PROBLEM STATEMENT —
Repeat the following lines verbatim.

Entries from an annotation dataset —
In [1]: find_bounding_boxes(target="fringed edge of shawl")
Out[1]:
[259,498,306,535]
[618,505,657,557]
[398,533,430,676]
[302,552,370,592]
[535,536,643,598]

SOLVED PROBLEM —
In [1]: find_bounding_boxes(target="fringed edge of shawl")
Out[1]:
[259,498,306,535]
[618,505,657,557]
[398,533,430,676]
[302,552,370,592]
[535,536,643,598]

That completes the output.